• **SUPPLIED TEXT**
/---

XML 30 R11.htm IDEA: XBRL DOCUMENT v2.4.0.6
Summary of Significant Accounting Policies (Policies)
9 Months Ended
Sep. 30, 2012
Summary of Significant Accounting Policies  
Basis of Quarterly Presentation

Basis of Quarterly Presentation

        The accompanying unaudited consolidated interim financial statements and related notes of the Company have been prepared in accordance with accounting principles generally accepted in the United States ("U.S. GAAP") for interim financial reporting and the instructions to Form 10-Q and Rule 10-01 of Regulation S-X. Accordingly, certain information and note disclosures normally included in the consolidated financial statements prepared under U.S. GAAP have been condensed or omitted. The Company did not have operations for the three and nine months ended September 30, 2012 and 2011, and therefore does not present consolidated statements of operations or consolidated statements of cash flows for the applicable periods. In the opinion of management, all adjustments considered necessary for a fair presentation of the Company's financial position have been included and are of a normal and recurring nature.

Principles of Consolidation

Principles of Consolidation

        The consolidated financial statements include the accounts of the Company and its subsidiary, which is majority-owned and controlled by the Company. There were no intercompany balances as of September 30, 2012 and December 31, 2011.

Estimates

Estimates

        The preparation of the consolidated financial statements in conformity with U.S. GAAP requires management to make estimates and assumptions that affect the amounts reported in the consolidated financial statements and accompanying notes. Actual results could materially differ from those estimates.

Real Estate Debt Investments

Real Estate Debt Investments

        CRE debt investments are intended to be held to maturity and, accordingly, will be carried at cost, net of unamortized loan fees, discounts, premiums and unfunded commitments. CRE debt investments that are deemed to be impaired will be carried at amortized cost less a loan loss reserve, if deemed appropriate, which will approximate fair value.

Operating Real Estate

Operating Real Estate

        Acquisitions of properties will be accounted for at historical cost less accumulated depreciation. The Company will follow the purchase method of accounting for acquisitions, where the purchase price of real estate is allocated to tangible assets such as land, building, tenant improvements and other identified intangibles. Costs directly related to acquisitions deemed to be business combinations will be expensed. Ordinary repairs and maintenance will be expensed as incurred. Major replacements and betterments which improve or extend the life of the asset will be capitalized and depreciated over their useful life. Real estate will be depreciated using the straight-line method over the estimated useful lives of the assets.

Real Estate Securities

Real Estate Securities

        CRE securities will be classified as available for sale on the acquisition date, which will be carried at fair value, with any unrealized gains (losses) reported as a component of accumulated other comprehensive income (loss) in the Company's consolidated statements of equity. However, the Company may elect the fair value option for certain of its available for sale securities, and as a result, any unrealized gains (losses) on such securities will be recorded in unrealized gains (losses) on investments and other in the Company's consolidated statements of operations.

\---

• **RECORD SET**
/---

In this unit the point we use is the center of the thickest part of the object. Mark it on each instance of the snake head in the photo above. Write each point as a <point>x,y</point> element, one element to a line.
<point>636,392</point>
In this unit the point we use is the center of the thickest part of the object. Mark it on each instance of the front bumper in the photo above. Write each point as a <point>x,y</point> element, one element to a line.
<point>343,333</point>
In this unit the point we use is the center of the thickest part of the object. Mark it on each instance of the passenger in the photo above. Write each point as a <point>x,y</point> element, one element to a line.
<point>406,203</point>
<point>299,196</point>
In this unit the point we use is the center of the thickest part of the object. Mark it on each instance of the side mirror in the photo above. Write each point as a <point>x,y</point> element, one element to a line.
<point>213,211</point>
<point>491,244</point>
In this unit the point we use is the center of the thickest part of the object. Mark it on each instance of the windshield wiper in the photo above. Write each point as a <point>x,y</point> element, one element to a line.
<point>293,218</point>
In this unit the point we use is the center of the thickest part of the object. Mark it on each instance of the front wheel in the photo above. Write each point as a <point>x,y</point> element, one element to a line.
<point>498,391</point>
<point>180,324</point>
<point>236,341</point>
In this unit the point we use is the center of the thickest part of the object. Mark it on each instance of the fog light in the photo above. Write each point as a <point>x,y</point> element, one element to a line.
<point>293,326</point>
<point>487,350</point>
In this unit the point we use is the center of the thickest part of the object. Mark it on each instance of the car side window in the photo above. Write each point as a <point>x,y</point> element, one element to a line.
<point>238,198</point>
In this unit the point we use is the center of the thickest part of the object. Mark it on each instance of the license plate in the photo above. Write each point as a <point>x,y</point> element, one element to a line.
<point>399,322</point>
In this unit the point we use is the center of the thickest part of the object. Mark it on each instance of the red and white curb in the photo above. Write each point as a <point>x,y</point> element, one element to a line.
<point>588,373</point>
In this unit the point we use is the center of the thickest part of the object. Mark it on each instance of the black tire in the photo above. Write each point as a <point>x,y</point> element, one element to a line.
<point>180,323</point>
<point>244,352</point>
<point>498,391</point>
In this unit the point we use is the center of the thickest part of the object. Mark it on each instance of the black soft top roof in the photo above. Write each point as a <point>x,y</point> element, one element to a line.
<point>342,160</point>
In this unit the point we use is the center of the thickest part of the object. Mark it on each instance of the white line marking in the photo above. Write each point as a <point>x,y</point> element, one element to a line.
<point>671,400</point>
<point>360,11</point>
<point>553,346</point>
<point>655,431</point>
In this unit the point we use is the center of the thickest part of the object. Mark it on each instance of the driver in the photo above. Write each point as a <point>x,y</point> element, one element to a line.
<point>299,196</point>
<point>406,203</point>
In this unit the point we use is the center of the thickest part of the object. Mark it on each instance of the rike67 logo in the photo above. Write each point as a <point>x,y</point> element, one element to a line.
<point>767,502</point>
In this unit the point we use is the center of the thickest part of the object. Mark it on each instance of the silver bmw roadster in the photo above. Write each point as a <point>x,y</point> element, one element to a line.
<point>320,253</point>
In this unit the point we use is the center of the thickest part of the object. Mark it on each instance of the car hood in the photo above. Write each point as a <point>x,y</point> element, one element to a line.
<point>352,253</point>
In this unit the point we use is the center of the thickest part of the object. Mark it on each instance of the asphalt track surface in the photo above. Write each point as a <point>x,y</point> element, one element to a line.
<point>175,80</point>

\---

• **DIRECTIONS**
a) Do these statements agree with the accounting policies summary? Answer yes or no for each, and quote the words from the summary that decide it. (i) The Company had operations during the nine months ended September 30, 2012. (ii) Ordinary repairs and maintenance will be capitalized. (iii) Real estate will be depreciated using the straight-line method.
b) Quote the accounting policies summary, beginning with the words "CRE debt investments are" and ending after "approximate fair value.".

• **EXPECTED RESPONSES**
a)
(i) No: "The Company did not have operations for the three and nine months ended September 30, 2012 and 2011"
(ii) No: "Ordinary repairs and maintenance will be expensed as incurred."
(iii) Yes: "Real estate will be depreciated using the straight-line method over the estimated useful lives of the assets."

b)
CRE debt investments are intended to be held to maturity and, accordingly, will be carried at cost, net of unamortized loan fees, discounts, premiums and unfunded commitments. CRE debt investments that are deemed to be impaired will be carried at amortized cost less a loan loss reserve, if deemed appropriate, which will approximate fair value.